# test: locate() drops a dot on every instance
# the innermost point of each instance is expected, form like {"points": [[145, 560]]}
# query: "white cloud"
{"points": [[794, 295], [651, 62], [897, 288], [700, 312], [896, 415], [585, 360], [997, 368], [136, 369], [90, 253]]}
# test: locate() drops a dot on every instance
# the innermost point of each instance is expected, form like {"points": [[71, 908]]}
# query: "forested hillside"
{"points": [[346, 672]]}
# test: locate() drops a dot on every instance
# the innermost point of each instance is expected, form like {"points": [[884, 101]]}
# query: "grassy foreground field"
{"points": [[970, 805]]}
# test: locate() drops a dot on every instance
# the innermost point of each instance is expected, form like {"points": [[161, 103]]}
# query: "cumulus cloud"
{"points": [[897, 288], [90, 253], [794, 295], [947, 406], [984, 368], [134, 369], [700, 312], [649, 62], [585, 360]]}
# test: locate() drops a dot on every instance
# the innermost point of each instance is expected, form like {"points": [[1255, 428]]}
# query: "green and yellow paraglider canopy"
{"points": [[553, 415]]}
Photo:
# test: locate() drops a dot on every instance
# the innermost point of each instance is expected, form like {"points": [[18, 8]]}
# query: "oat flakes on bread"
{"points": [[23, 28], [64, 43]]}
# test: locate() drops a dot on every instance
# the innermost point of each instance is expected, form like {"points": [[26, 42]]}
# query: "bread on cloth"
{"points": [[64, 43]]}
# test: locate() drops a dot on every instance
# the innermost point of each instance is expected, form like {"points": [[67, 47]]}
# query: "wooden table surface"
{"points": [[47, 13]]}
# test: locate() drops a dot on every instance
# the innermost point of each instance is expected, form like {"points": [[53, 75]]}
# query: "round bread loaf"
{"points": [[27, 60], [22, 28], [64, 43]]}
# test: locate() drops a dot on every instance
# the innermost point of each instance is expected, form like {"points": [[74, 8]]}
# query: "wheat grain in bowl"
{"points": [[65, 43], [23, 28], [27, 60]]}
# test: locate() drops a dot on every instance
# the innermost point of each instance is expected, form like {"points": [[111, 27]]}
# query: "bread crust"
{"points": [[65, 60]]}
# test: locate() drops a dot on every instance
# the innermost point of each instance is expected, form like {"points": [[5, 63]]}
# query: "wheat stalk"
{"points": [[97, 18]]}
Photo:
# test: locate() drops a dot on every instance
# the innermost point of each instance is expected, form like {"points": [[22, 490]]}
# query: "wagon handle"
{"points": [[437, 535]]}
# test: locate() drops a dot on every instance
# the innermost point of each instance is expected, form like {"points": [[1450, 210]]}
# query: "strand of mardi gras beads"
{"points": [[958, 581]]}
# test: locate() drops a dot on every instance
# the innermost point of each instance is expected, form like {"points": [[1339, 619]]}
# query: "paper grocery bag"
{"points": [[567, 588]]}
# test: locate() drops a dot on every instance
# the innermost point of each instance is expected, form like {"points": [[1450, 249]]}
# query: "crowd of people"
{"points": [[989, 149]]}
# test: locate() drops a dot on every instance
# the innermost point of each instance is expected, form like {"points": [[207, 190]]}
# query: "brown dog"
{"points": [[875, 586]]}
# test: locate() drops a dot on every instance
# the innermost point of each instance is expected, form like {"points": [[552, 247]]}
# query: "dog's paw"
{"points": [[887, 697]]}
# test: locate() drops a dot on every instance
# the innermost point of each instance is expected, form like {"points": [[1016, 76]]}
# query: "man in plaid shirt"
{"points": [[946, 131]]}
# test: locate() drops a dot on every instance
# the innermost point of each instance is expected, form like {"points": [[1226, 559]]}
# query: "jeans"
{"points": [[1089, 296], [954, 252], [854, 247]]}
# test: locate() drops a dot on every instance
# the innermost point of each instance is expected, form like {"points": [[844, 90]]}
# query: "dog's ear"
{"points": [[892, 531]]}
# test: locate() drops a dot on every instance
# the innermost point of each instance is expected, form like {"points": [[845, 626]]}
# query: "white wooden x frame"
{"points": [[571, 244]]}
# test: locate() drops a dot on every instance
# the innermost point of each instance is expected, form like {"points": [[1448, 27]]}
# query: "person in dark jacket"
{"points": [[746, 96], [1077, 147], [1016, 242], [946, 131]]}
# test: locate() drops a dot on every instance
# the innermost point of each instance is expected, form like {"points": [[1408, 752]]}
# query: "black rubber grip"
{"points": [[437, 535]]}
━━━━━━━━━━━━━━━━━━━━
> _What is needed_
Exactly as shown, give every record again.

> _Task response_
# test: locate() drops a dot on every instance
# the innermost point of each instance is expected, form like {"points": [[145, 560]]}
# query: "white cloud"
{"points": [[794, 295], [651, 62], [897, 288], [700, 312], [896, 415], [585, 360], [997, 368], [136, 369], [90, 253]]}
# test: locate() drops a dot on every instance
# the innermost point of each instance is expected, form like {"points": [[71, 908]]}
# query: "forested hillside"
{"points": [[346, 672]]}
# test: locate() drops a dot on every instance
# the innermost point of each instance is expected, form like {"points": [[884, 101]]}
# query: "grassy foreground field"
{"points": [[970, 805]]}
# test: locate() drops a dot on every instance
# the innermost point of each instance is expected, form like {"points": [[161, 103]]}
# query: "cumulus cloud"
{"points": [[897, 288], [90, 253], [794, 295], [947, 406], [984, 368], [134, 369], [700, 312], [649, 62], [585, 360]]}
# test: locate() drops a dot on every instance
# the innermost point of each instance is expected, form like {"points": [[1255, 428]]}
# query: "green and yellow paraglider canopy"
{"points": [[553, 415]]}
Photo:
# test: locate() drops a dot on every instance
# the innermost point of each instance is expected, form like {"points": [[18, 8]]}
# query: "oat flakes on bread"
{"points": [[23, 28], [64, 43]]}
# test: locate() drops a dot on every instance
# the innermost point of each instance is expected, form like {"points": [[26, 42]]}
# query: "bread on cloth"
{"points": [[64, 43]]}
# test: locate() drops a dot on every instance
# the innermost point of each instance is expected, form like {"points": [[67, 47]]}
# query: "wooden table surface"
{"points": [[47, 13]]}
# test: locate() drops a dot on every instance
# the innermost point of each instance is expected, form like {"points": [[53, 75]]}
# query: "round bread loaf"
{"points": [[27, 60], [22, 28], [64, 43]]}
# test: locate() drops a dot on every instance
# the innermost point of each instance is expected, form like {"points": [[74, 8]]}
# query: "wheat grain in bowl"
{"points": [[65, 43], [23, 28], [27, 60]]}
# test: locate() drops a dot on every instance
# the innermost point of each instance is expected, form like {"points": [[111, 27]]}
# query: "bread crust"
{"points": [[65, 60]]}
# test: locate() drops a dot on every instance
# the innermost point of each instance is expected, form like {"points": [[5, 63]]}
# query: "wheat stalk"
{"points": [[97, 18]]}
Photo:
# test: locate() drops a dot on every instance
# the innermost point of each instance is expected, form like {"points": [[22, 490]]}
# query: "wagon handle"
{"points": [[437, 535]]}
# test: locate() drops a dot on every instance
# the innermost point of each instance is expected, form like {"points": [[1450, 210]]}
# query: "strand of mardi gras beads"
{"points": [[958, 581]]}
# test: locate() drops a dot on every instance
# the innermost point of each instance is expected, form like {"points": [[1339, 619]]}
# query: "paper grocery bag"
{"points": [[567, 588]]}
# test: locate() drops a dot on every instance
# the innermost point of each instance is expected, form like {"points": [[1450, 249]]}
# query: "crowd of people"
{"points": [[989, 149]]}
# test: locate() drops a dot on every instance
# the innermost point of each instance is expected, form like {"points": [[207, 190]]}
# query: "brown dog"
{"points": [[875, 586]]}
# test: locate() drops a dot on every instance
# the innermost point of each instance is expected, form like {"points": [[552, 247]]}
# query: "dog's paw"
{"points": [[887, 697]]}
# test: locate() drops a dot on every instance
# the innermost point of each instance is expected, form like {"points": [[1016, 76]]}
# query: "man in plaid shirt"
{"points": [[946, 131]]}
# test: locate() drops a dot on every instance
# the innermost point of each instance is expected, form like {"points": [[1226, 559]]}
# query: "jeans"
{"points": [[1089, 296], [954, 252], [854, 247]]}
# test: locate() drops a dot on every instance
# the innermost point of each instance is expected, form like {"points": [[844, 90]]}
# query: "dog's ear"
{"points": [[892, 531]]}
# test: locate() drops a dot on every instance
# the innermost point of each instance is expected, form like {"points": [[845, 626]]}
# query: "white wooden x frame"
{"points": [[571, 244]]}
# test: locate() drops a dot on every instance
# the innermost point of each instance is expected, form like {"points": [[1448, 27]]}
# query: "person in dark jacket"
{"points": [[746, 96], [1077, 147], [1016, 242], [946, 131]]}
# test: locate() drops a dot on every instance
# the innermost point of each instance is expected, form like {"points": [[1408, 752]]}
# query: "black rubber grip"
{"points": [[437, 535]]}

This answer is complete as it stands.